→ **WHAT THE EXERCISE ASKS**: Reproduce the data below line for line, with no changes, leaving out the images.

→ **DATASET**:
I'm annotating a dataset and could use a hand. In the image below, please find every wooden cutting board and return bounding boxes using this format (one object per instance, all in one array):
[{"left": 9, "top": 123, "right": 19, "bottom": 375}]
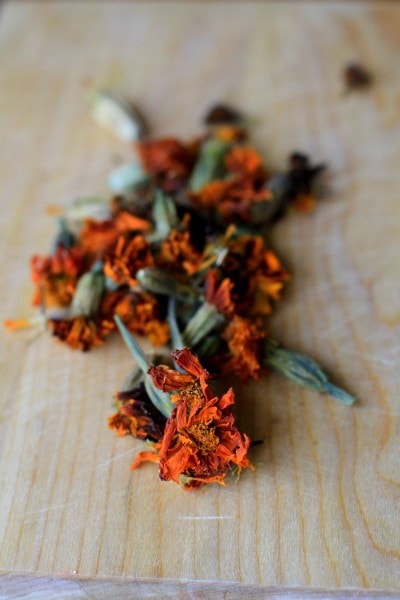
[{"left": 0, "top": 2, "right": 400, "bottom": 599}]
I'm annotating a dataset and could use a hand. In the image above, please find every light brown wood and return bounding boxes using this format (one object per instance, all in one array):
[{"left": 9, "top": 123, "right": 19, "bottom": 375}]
[{"left": 0, "top": 2, "right": 400, "bottom": 598}]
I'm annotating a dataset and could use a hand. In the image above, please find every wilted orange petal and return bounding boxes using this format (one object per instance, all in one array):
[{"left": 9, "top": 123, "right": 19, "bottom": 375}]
[
  {"left": 148, "top": 363, "right": 193, "bottom": 392},
  {"left": 4, "top": 319, "right": 32, "bottom": 331},
  {"left": 129, "top": 450, "right": 158, "bottom": 470},
  {"left": 172, "top": 348, "right": 208, "bottom": 378}
]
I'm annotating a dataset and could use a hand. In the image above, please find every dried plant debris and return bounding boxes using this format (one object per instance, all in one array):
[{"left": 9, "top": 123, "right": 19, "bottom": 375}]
[{"left": 6, "top": 99, "right": 354, "bottom": 490}]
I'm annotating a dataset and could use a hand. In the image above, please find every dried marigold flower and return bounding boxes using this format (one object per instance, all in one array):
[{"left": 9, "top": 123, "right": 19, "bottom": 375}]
[
  {"left": 99, "top": 289, "right": 170, "bottom": 346},
  {"left": 220, "top": 315, "right": 265, "bottom": 381},
  {"left": 132, "top": 348, "right": 251, "bottom": 490},
  {"left": 104, "top": 234, "right": 154, "bottom": 287},
  {"left": 189, "top": 145, "right": 271, "bottom": 222},
  {"left": 204, "top": 104, "right": 243, "bottom": 125},
  {"left": 221, "top": 235, "right": 290, "bottom": 315},
  {"left": 137, "top": 138, "right": 198, "bottom": 192},
  {"left": 31, "top": 245, "right": 85, "bottom": 307},
  {"left": 48, "top": 316, "right": 114, "bottom": 352},
  {"left": 149, "top": 348, "right": 211, "bottom": 402},
  {"left": 157, "top": 229, "right": 201, "bottom": 275},
  {"left": 108, "top": 384, "right": 165, "bottom": 442}
]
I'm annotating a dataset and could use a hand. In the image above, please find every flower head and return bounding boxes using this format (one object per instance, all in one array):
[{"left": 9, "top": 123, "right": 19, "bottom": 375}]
[
  {"left": 49, "top": 316, "right": 114, "bottom": 352},
  {"left": 221, "top": 315, "right": 265, "bottom": 381},
  {"left": 133, "top": 348, "right": 251, "bottom": 490},
  {"left": 104, "top": 234, "right": 154, "bottom": 287},
  {"left": 138, "top": 138, "right": 197, "bottom": 192},
  {"left": 31, "top": 245, "right": 85, "bottom": 307},
  {"left": 205, "top": 269, "right": 235, "bottom": 318},
  {"left": 108, "top": 384, "right": 165, "bottom": 442}
]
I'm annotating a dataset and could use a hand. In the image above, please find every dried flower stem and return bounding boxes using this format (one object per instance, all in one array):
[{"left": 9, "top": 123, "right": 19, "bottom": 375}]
[{"left": 263, "top": 338, "right": 356, "bottom": 405}]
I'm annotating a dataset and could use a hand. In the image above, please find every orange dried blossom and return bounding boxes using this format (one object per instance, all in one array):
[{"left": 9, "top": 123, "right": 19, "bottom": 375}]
[
  {"left": 221, "top": 315, "right": 265, "bottom": 381},
  {"left": 157, "top": 229, "right": 201, "bottom": 275},
  {"left": 225, "top": 146, "right": 266, "bottom": 180},
  {"left": 137, "top": 138, "right": 197, "bottom": 192},
  {"left": 99, "top": 288, "right": 170, "bottom": 346},
  {"left": 31, "top": 245, "right": 85, "bottom": 307},
  {"left": 132, "top": 348, "right": 251, "bottom": 490},
  {"left": 104, "top": 234, "right": 154, "bottom": 287},
  {"left": 79, "top": 211, "right": 150, "bottom": 259},
  {"left": 205, "top": 269, "right": 235, "bottom": 318},
  {"left": 108, "top": 384, "right": 165, "bottom": 442},
  {"left": 48, "top": 316, "right": 114, "bottom": 352}
]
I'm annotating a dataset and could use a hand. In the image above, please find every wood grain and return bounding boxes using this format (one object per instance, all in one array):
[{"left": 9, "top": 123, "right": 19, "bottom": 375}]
[{"left": 0, "top": 2, "right": 400, "bottom": 598}]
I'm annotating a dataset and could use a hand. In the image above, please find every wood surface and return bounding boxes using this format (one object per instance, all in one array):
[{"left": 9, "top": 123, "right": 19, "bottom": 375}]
[{"left": 0, "top": 2, "right": 400, "bottom": 599}]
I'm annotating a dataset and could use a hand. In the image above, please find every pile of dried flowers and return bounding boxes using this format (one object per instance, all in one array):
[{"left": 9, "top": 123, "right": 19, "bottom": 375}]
[{"left": 6, "top": 93, "right": 353, "bottom": 490}]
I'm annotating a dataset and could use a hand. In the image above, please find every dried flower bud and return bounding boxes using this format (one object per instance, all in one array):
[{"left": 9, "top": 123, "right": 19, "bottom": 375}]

→ **SOLUTION BELOW**:
I'm annotating a dataset and could use a hand. In the image below, please find every wooden cutting board and return bounding boxes using this format (one object per instance, all in one array):
[{"left": 9, "top": 123, "right": 19, "bottom": 375}]
[{"left": 0, "top": 2, "right": 400, "bottom": 599}]
I'm annotating a dataset and could use a hand. In the image above, please find every light brown wood and return bounding boxes using this format (one object per instance, all in one array):
[{"left": 9, "top": 123, "right": 19, "bottom": 375}]
[{"left": 0, "top": 2, "right": 400, "bottom": 598}]
I'm annotating a dataset and could use a hand. In the image above, please find every wilted orange petal and return bounding boxes using this format (one object per instance, all in one array):
[{"left": 9, "top": 123, "right": 19, "bottom": 375}]
[
  {"left": 148, "top": 363, "right": 193, "bottom": 392},
  {"left": 4, "top": 319, "right": 32, "bottom": 331},
  {"left": 129, "top": 450, "right": 158, "bottom": 470},
  {"left": 172, "top": 348, "right": 208, "bottom": 378}
]
I'm annotating a dataset and could use a hand. In the image above, please find every dried plant debris and return bounding boxes using this format (one object per instance, all in one array):
[{"left": 9, "top": 123, "right": 19, "bottom": 375}]
[{"left": 6, "top": 99, "right": 354, "bottom": 490}]
I'm annotating a dataset and could use a hand. In the image above, please find every dried marigold flower and return bounding boxes using this format (one object per instance, all in one array):
[{"left": 9, "top": 123, "right": 19, "bottom": 375}]
[
  {"left": 99, "top": 289, "right": 170, "bottom": 346},
  {"left": 220, "top": 315, "right": 265, "bottom": 381},
  {"left": 132, "top": 348, "right": 251, "bottom": 490},
  {"left": 104, "top": 234, "right": 154, "bottom": 287},
  {"left": 189, "top": 145, "right": 271, "bottom": 222},
  {"left": 204, "top": 104, "right": 243, "bottom": 125},
  {"left": 221, "top": 235, "right": 290, "bottom": 315},
  {"left": 137, "top": 138, "right": 198, "bottom": 192},
  {"left": 31, "top": 245, "right": 85, "bottom": 307},
  {"left": 48, "top": 316, "right": 114, "bottom": 352},
  {"left": 149, "top": 348, "right": 211, "bottom": 402},
  {"left": 157, "top": 229, "right": 201, "bottom": 275},
  {"left": 108, "top": 384, "right": 165, "bottom": 442}
]
I'm annotating a dataset and could use a hand. In the image above, please find every flower head and return bounding boxes using this format (one object per instance, all in one array):
[{"left": 9, "top": 123, "right": 19, "bottom": 375}]
[
  {"left": 49, "top": 316, "right": 114, "bottom": 352},
  {"left": 221, "top": 315, "right": 265, "bottom": 381},
  {"left": 133, "top": 348, "right": 251, "bottom": 490},
  {"left": 104, "top": 234, "right": 154, "bottom": 287},
  {"left": 138, "top": 138, "right": 197, "bottom": 192},
  {"left": 31, "top": 245, "right": 85, "bottom": 307},
  {"left": 205, "top": 269, "right": 235, "bottom": 318},
  {"left": 108, "top": 384, "right": 165, "bottom": 442}
]
I'm annotating a dataset and could use a hand. In the image above, please find every dried flower stem and return bounding boxes using this format (one object per instance, all in one array):
[{"left": 9, "top": 123, "right": 19, "bottom": 375}]
[{"left": 263, "top": 338, "right": 356, "bottom": 405}]
I'm annotating a dataset and could use a hand. In the image above, please find every orange dried blossom and return bounding boxes using this format (one object per instance, all in one array):
[{"left": 9, "top": 123, "right": 19, "bottom": 375}]
[
  {"left": 221, "top": 315, "right": 265, "bottom": 381},
  {"left": 157, "top": 229, "right": 201, "bottom": 275},
  {"left": 225, "top": 146, "right": 266, "bottom": 180},
  {"left": 137, "top": 138, "right": 197, "bottom": 192},
  {"left": 99, "top": 288, "right": 170, "bottom": 346},
  {"left": 31, "top": 245, "right": 85, "bottom": 307},
  {"left": 132, "top": 348, "right": 251, "bottom": 490},
  {"left": 104, "top": 234, "right": 154, "bottom": 287},
  {"left": 79, "top": 211, "right": 150, "bottom": 259},
  {"left": 205, "top": 269, "right": 235, "bottom": 318},
  {"left": 108, "top": 384, "right": 165, "bottom": 442},
  {"left": 48, "top": 316, "right": 114, "bottom": 352}
]
I'm annotating a dataset and could use a hand. In the image above, please find every wood grain and return bounding boxes using this format (one object per instance, all in one array):
[{"left": 9, "top": 123, "right": 19, "bottom": 375}]
[{"left": 0, "top": 2, "right": 400, "bottom": 598}]
I'm annotating a dataset and could use a hand. In the image above, please find every wood surface and return bounding boxes using this format (one object per instance, all in one array):
[{"left": 9, "top": 123, "right": 19, "bottom": 375}]
[{"left": 0, "top": 2, "right": 400, "bottom": 599}]
I'm annotating a dataset and could use a hand. In the image above, please find every pile of dried flowers and return bounding boxes using this format (one object per instance, all in one array):
[{"left": 9, "top": 123, "right": 19, "bottom": 375}]
[{"left": 6, "top": 93, "right": 353, "bottom": 490}]
I'm annotating a dataset and could use a hand. In the image above, please find every dried flower bud and return bounding boxes using this format (one object per instance, all in one array):
[{"left": 9, "top": 123, "right": 19, "bottom": 375}]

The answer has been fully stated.